Saved entries:
━━━━━━━━━━━━━━━━━━━━━━━━━━━━━━

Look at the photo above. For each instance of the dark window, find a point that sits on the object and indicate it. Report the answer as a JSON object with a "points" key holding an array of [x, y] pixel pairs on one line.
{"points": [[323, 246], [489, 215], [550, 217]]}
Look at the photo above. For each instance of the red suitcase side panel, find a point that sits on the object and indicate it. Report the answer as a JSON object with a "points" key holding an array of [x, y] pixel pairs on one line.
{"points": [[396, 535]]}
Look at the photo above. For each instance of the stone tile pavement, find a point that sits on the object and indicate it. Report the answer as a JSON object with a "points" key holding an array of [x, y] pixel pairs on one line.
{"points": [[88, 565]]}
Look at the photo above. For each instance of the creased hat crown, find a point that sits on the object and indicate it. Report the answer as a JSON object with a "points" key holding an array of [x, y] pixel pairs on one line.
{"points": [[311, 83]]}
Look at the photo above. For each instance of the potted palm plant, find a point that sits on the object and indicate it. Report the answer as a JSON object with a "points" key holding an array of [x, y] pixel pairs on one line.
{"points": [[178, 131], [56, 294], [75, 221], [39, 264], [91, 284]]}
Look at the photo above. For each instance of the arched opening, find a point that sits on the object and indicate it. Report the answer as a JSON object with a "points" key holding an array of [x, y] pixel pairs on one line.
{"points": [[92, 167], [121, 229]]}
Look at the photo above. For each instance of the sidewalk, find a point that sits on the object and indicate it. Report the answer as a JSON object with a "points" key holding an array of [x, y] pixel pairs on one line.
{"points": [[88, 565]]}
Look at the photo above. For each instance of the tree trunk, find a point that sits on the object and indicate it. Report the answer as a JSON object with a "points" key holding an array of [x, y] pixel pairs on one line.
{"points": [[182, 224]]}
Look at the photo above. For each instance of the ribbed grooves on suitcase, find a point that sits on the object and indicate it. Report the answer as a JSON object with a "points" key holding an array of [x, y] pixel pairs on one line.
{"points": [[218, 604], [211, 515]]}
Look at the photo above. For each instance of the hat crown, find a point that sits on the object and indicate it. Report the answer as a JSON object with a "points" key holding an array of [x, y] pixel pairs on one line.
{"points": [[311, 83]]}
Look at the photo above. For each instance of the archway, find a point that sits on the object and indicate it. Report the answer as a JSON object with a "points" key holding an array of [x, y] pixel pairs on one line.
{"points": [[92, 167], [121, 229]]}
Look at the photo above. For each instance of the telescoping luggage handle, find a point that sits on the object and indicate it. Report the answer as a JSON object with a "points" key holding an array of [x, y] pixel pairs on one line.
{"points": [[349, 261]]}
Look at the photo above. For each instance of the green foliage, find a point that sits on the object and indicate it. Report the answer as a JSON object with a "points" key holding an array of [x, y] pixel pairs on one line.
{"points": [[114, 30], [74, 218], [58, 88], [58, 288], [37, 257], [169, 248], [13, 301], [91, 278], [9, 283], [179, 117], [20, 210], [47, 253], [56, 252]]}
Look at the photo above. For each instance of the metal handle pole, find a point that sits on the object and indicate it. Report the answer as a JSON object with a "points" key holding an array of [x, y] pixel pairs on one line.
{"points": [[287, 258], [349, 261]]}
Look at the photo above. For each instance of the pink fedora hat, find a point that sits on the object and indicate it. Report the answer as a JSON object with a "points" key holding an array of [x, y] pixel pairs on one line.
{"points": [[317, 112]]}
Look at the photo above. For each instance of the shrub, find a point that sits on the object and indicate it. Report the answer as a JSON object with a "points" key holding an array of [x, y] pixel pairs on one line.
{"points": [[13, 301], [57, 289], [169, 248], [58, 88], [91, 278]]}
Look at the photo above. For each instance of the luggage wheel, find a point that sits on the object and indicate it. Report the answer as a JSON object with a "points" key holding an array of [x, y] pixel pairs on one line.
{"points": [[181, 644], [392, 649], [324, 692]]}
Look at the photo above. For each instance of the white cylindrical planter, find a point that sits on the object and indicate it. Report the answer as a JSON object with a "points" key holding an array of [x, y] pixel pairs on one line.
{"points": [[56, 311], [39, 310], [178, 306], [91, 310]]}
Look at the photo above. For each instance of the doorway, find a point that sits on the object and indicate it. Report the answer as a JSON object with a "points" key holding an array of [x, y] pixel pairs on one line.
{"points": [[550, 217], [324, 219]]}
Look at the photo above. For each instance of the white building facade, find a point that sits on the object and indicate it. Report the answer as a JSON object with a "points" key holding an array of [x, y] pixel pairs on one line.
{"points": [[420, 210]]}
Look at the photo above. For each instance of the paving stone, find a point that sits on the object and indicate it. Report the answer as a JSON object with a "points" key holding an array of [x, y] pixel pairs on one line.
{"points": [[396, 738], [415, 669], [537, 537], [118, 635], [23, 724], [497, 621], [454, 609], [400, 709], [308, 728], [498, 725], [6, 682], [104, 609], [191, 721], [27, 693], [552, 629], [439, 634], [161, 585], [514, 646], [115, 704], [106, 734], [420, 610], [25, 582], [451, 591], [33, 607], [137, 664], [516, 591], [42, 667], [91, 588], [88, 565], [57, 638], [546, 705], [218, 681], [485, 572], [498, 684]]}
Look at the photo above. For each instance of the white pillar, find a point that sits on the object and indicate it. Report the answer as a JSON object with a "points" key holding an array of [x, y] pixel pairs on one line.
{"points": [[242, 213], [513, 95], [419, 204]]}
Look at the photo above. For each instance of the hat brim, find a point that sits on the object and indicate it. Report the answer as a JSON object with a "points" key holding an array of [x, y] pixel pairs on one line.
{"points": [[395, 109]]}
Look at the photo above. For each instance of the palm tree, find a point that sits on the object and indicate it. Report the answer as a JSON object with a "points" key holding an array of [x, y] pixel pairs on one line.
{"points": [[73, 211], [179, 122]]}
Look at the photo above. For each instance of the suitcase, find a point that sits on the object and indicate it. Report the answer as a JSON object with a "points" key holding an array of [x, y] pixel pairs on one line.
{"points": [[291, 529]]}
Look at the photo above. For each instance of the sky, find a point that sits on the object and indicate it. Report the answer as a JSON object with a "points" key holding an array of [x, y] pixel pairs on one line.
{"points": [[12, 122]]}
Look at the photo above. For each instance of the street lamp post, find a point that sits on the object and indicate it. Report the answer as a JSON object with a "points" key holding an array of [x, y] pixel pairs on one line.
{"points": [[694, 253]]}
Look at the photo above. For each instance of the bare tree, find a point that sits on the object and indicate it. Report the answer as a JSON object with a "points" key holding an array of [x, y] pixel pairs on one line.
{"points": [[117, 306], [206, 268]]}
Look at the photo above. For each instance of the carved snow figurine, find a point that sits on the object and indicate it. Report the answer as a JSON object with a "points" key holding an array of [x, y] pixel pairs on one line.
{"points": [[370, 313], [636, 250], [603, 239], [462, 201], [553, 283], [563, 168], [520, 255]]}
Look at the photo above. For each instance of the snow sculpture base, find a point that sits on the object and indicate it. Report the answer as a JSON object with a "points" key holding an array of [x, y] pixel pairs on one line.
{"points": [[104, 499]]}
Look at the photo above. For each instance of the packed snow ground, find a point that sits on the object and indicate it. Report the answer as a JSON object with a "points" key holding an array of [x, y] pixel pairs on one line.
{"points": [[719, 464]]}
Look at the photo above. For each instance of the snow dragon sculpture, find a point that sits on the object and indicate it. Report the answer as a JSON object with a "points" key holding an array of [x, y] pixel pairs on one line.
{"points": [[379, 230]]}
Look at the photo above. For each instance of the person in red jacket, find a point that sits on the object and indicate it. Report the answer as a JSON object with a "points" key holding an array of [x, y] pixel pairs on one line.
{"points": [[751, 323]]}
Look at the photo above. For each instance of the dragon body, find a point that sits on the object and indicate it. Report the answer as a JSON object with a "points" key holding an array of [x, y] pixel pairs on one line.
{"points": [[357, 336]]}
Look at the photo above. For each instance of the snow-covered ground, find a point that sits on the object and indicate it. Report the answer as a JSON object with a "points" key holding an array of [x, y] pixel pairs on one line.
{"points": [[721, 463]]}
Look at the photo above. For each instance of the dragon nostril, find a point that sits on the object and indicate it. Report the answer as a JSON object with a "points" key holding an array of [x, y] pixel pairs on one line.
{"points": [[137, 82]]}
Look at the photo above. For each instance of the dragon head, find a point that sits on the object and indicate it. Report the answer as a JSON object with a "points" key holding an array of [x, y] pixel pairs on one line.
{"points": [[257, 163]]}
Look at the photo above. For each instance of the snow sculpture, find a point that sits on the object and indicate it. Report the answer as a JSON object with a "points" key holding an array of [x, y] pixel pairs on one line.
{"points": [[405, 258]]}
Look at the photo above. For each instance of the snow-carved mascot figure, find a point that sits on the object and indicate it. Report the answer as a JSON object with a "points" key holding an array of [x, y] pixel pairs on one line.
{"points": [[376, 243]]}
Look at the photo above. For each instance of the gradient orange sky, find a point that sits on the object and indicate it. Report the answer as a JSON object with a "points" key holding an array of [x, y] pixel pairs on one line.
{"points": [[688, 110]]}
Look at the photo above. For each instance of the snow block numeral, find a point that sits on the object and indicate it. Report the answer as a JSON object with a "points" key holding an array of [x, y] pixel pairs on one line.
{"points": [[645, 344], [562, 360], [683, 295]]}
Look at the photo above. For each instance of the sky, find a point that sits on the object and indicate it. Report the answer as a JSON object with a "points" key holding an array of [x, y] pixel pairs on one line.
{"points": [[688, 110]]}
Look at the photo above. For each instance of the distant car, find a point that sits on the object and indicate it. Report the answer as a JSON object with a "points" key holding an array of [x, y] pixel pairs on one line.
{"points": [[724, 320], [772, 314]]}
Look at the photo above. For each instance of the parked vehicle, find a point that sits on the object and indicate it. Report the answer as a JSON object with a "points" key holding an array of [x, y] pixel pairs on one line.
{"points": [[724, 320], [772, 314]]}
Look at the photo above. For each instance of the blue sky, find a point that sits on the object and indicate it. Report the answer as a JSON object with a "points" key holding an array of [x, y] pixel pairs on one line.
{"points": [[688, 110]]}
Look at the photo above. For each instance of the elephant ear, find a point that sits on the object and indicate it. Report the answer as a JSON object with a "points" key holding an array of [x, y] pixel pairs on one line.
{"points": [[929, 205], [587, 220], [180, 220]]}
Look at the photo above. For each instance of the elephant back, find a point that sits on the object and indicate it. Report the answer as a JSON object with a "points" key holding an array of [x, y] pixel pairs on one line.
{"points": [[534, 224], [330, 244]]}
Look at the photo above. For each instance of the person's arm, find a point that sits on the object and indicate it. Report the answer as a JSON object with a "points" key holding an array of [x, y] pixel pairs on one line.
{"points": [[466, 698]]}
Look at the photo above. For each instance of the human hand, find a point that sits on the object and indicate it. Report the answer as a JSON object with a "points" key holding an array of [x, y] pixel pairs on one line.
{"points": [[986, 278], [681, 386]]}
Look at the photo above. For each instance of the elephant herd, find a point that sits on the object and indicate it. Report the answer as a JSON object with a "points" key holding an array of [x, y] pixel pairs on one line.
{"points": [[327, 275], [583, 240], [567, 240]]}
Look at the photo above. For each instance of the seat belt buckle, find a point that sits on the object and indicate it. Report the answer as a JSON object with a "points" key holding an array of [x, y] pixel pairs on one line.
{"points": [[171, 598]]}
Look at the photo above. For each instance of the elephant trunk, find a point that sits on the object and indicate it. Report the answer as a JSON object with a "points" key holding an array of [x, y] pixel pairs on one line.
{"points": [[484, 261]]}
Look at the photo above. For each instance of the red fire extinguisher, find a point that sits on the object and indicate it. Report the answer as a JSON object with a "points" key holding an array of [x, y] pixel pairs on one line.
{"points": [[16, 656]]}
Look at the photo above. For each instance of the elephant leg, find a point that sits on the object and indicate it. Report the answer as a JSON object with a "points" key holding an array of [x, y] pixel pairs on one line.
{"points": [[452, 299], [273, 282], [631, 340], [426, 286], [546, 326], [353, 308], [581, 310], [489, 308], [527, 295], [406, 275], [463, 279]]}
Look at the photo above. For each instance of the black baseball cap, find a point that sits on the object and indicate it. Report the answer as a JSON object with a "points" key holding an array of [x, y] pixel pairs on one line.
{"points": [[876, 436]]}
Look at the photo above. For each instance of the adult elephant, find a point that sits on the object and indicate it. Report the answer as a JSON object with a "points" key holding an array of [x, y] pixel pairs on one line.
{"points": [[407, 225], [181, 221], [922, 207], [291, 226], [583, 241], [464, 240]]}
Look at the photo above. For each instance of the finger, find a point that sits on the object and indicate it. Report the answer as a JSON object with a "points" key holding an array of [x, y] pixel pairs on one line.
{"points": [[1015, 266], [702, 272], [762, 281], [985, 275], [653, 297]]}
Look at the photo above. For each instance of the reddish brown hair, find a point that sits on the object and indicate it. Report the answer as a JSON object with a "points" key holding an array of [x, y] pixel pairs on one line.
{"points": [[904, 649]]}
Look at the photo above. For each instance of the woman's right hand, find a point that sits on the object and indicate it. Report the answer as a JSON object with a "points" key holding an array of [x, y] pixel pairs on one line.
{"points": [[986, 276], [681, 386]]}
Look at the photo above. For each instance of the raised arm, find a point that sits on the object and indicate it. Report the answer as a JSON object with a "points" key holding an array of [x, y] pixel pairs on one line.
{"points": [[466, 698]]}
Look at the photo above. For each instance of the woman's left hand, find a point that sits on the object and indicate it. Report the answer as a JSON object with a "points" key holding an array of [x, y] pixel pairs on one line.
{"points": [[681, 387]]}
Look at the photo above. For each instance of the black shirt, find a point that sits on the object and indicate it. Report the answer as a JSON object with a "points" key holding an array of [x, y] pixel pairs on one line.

━━━━━━━━━━━━━━━━━━━━━━━━━━━━━━

EXERCISE INSTRUCTIONS: Each line from the one containing "the woman's left" through the last line of the entries is to be copied exactly, with no other lines added.

SOLUTION:
Look at the photo above. For each instance of the woman's left hand, find a point that sits on the object and indicate it. Report the answer as a JSON object with a "points" key holding an array of [x, y] pixel pairs on one line.
{"points": [[681, 387]]}
Look at the photo above. For each instance of the black shirt, find a point that sits on the object and indicate it. Report the answer as a JSON object with a "points" key holding an array of [x, y] pixel pairs on one line.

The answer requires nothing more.